-- Opening Marker --
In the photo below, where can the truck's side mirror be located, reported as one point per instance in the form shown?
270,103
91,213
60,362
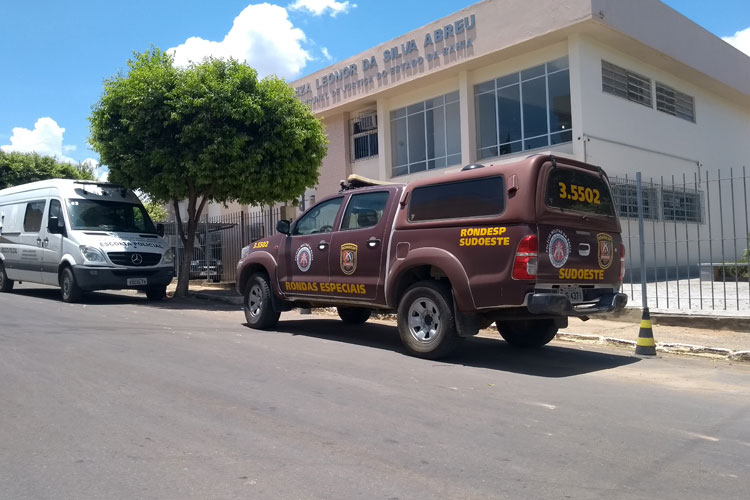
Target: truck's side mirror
55,225
283,226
-- Closing Marker --
* What this task involves: Omitting the pictures, copy each record above exactly as it stands.

* Result of the exercise:
In the photo below, where can the truck's side mirror be located, reported as one point per instance in the form shown?
270,103
91,213
60,362
Target: truck's side mirror
55,225
283,226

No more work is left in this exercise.